- _What you are asked to do_
Quote every line as given.

- _Stored records_
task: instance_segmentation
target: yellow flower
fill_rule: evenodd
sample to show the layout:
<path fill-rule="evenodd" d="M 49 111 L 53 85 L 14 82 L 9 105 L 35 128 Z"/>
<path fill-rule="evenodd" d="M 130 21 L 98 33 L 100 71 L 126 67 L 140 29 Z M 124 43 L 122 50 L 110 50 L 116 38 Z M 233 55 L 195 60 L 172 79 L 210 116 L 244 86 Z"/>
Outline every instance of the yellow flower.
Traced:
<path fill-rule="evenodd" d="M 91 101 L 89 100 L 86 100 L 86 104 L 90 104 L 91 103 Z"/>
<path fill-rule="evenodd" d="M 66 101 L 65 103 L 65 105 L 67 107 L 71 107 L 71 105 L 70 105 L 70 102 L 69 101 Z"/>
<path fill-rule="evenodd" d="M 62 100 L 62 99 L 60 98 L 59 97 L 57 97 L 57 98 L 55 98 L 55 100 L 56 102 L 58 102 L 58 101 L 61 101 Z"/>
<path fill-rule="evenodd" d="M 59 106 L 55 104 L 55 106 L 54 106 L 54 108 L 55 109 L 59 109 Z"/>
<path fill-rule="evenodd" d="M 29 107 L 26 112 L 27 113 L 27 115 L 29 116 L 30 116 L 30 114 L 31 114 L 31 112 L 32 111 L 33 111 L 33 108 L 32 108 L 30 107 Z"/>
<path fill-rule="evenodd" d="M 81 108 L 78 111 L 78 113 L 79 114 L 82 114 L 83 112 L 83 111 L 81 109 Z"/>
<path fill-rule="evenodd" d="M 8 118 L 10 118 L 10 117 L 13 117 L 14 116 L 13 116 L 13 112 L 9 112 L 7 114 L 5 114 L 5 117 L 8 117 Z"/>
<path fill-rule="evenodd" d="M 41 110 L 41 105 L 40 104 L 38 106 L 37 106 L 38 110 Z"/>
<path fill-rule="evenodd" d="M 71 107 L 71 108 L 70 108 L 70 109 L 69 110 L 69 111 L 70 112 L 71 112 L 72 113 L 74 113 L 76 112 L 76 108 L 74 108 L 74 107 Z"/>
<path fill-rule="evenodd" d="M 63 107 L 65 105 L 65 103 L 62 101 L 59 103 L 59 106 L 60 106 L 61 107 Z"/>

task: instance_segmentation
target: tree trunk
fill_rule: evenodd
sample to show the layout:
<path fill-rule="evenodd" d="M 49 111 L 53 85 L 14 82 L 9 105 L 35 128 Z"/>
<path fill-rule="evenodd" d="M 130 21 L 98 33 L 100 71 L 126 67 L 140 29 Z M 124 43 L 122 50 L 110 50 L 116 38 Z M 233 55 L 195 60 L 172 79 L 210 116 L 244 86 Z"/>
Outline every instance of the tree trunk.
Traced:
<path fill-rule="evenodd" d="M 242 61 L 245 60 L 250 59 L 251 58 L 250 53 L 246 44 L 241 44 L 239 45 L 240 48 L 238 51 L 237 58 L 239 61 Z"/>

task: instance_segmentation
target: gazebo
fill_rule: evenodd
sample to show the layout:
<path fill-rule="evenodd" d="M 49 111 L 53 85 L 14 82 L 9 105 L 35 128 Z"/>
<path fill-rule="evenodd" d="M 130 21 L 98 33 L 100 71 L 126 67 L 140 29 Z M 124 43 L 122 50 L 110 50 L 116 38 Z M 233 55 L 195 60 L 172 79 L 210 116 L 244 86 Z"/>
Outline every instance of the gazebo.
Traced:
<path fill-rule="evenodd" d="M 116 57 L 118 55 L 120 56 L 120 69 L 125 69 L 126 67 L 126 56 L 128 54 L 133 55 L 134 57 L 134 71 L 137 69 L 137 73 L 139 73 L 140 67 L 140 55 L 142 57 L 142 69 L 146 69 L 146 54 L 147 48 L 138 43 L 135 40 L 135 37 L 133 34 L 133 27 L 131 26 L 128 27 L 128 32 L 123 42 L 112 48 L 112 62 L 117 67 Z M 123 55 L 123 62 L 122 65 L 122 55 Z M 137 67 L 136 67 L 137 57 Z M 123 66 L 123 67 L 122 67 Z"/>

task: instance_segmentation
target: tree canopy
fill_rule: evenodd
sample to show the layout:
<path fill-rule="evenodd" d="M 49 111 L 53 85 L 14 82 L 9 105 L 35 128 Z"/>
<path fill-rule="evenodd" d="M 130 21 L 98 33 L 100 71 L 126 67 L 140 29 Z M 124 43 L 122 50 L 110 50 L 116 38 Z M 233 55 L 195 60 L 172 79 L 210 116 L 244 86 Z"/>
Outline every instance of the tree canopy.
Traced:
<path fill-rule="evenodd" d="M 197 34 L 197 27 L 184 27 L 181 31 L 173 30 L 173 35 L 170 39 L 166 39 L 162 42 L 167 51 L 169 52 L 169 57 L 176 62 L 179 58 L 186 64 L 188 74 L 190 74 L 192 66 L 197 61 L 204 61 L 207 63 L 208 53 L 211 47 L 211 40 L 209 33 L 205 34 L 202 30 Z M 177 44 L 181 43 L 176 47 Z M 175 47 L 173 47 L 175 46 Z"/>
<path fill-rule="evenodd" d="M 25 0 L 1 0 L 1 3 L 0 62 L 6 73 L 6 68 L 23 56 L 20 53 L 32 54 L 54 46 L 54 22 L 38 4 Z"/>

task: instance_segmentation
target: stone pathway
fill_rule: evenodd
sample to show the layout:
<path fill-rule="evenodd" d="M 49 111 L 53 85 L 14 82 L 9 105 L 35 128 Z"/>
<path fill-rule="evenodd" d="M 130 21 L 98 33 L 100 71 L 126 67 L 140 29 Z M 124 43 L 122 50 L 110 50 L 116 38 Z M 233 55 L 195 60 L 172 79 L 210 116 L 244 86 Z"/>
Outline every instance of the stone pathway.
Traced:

- _Finished task_
task: instance_segmentation
target: yellow flower
fill_rule: evenodd
sample to show the layout:
<path fill-rule="evenodd" d="M 49 111 L 53 85 L 14 82 L 9 105 L 35 128 Z"/>
<path fill-rule="evenodd" d="M 130 21 L 98 33 L 100 71 L 126 67 L 140 29 Z M 124 43 L 122 50 L 110 50 L 116 38 Z M 233 55 L 195 60 L 172 79 L 210 116 L 244 86 Z"/>
Outline every instance of the yellow flower.
Traced:
<path fill-rule="evenodd" d="M 91 101 L 89 100 L 86 100 L 86 104 L 90 104 L 91 103 Z"/>
<path fill-rule="evenodd" d="M 66 101 L 65 103 L 65 105 L 67 107 L 71 107 L 71 105 L 70 105 L 70 102 L 69 101 Z"/>
<path fill-rule="evenodd" d="M 62 100 L 62 99 L 60 98 L 59 97 L 57 97 L 57 98 L 55 98 L 55 100 L 56 102 L 58 102 L 58 101 L 61 101 Z"/>
<path fill-rule="evenodd" d="M 59 106 L 55 104 L 55 106 L 54 106 L 54 108 L 55 109 L 59 109 Z"/>
<path fill-rule="evenodd" d="M 29 107 L 26 112 L 27 113 L 27 115 L 29 116 L 30 116 L 30 114 L 31 114 L 31 112 L 32 111 L 33 111 L 33 108 L 32 108 L 30 107 Z"/>
<path fill-rule="evenodd" d="M 81 108 L 78 111 L 78 113 L 79 114 L 82 114 L 83 112 L 83 111 L 81 109 Z"/>
<path fill-rule="evenodd" d="M 8 118 L 10 118 L 10 117 L 13 117 L 14 116 L 13 116 L 13 112 L 9 112 L 7 114 L 5 114 L 5 117 L 8 117 Z"/>
<path fill-rule="evenodd" d="M 41 110 L 41 105 L 40 104 L 38 106 L 37 106 L 38 110 Z"/>
<path fill-rule="evenodd" d="M 71 107 L 71 108 L 70 108 L 70 109 L 69 110 L 69 111 L 70 112 L 71 112 L 72 113 L 74 113 L 76 112 L 76 108 L 74 108 L 74 107 Z"/>
<path fill-rule="evenodd" d="M 63 107 L 65 105 L 65 103 L 62 101 L 59 103 L 59 106 L 60 106 L 61 107 Z"/>

task: instance_segmentation
target: tree trunk
fill_rule: evenodd
sample to show the layout:
<path fill-rule="evenodd" d="M 49 111 L 53 85 L 14 82 L 9 105 L 35 128 Z"/>
<path fill-rule="evenodd" d="M 130 21 L 98 33 L 100 71 L 126 67 L 140 29 Z M 124 43 L 122 50 L 110 50 L 116 38 Z M 233 55 L 195 60 L 172 79 L 210 116 L 244 86 Z"/>
Outline every instance of the tree trunk.
Traced:
<path fill-rule="evenodd" d="M 242 61 L 245 60 L 250 59 L 251 58 L 250 53 L 246 44 L 241 44 L 239 45 L 240 48 L 238 51 L 237 58 L 239 61 Z"/>

task: instance_segmentation
target: gazebo
fill_rule: evenodd
sample to show the layout:
<path fill-rule="evenodd" d="M 49 111 L 53 85 L 14 82 L 9 105 L 35 128 Z"/>
<path fill-rule="evenodd" d="M 130 21 L 98 33 L 100 71 L 126 67 L 140 29 Z M 124 43 L 122 50 L 110 50 L 116 38 Z M 233 55 L 195 60 L 172 79 L 210 116 L 244 86 Z"/>
Outline every instance of the gazebo.
Traced:
<path fill-rule="evenodd" d="M 116 57 L 118 55 L 120 56 L 120 69 L 125 69 L 126 67 L 126 56 L 128 54 L 133 55 L 134 57 L 134 71 L 137 69 L 137 73 L 139 73 L 140 67 L 140 55 L 142 57 L 142 69 L 146 69 L 146 54 L 147 48 L 138 43 L 135 40 L 135 37 L 133 34 L 133 27 L 131 26 L 128 27 L 128 32 L 123 42 L 112 48 L 112 62 L 117 67 Z M 123 55 L 123 62 L 122 65 L 122 55 Z M 137 67 L 136 67 L 137 57 Z M 123 66 L 123 67 L 122 67 Z"/>

task: instance_segmentation
target: tree canopy
fill_rule: evenodd
sample to show the layout:
<path fill-rule="evenodd" d="M 49 111 L 53 85 L 14 82 L 9 105 L 35 128 Z"/>
<path fill-rule="evenodd" d="M 130 21 L 98 33 L 100 71 L 126 67 L 140 29 Z M 124 43 L 122 50 L 110 50 L 116 38 Z M 233 55 L 195 60 L 172 79 L 210 116 L 244 86 Z"/>
Outline every instance of the tree canopy.
Traced:
<path fill-rule="evenodd" d="M 197 34 L 197 27 L 184 27 L 181 31 L 173 30 L 173 35 L 170 39 L 166 39 L 162 42 L 167 51 L 169 52 L 169 57 L 176 62 L 179 58 L 186 64 L 188 74 L 190 74 L 192 66 L 197 61 L 204 61 L 207 63 L 208 53 L 211 47 L 211 40 L 209 33 L 205 34 L 202 30 Z M 177 44 L 181 43 L 176 47 Z M 175 47 L 173 47 L 175 46 Z"/>
<path fill-rule="evenodd" d="M 25 0 L 1 0 L 1 3 L 0 62 L 6 73 L 6 68 L 23 56 L 20 53 L 32 54 L 54 46 L 54 22 L 38 4 Z"/>

task: instance_segmentation
target: stone pathway
fill_rule: evenodd
sample to show the layout:
<path fill-rule="evenodd" d="M 49 111 L 53 85 L 14 82 L 9 105 L 35 128 Z"/>
<path fill-rule="evenodd" d="M 130 21 L 98 33 L 100 71 L 126 67 L 140 29 Z M 124 43 L 122 50 L 110 50 L 116 38 Z M 233 55 L 195 60 L 172 79 L 210 116 L 244 86 Z"/>
Outline every instance of the stone pathway.
Traced:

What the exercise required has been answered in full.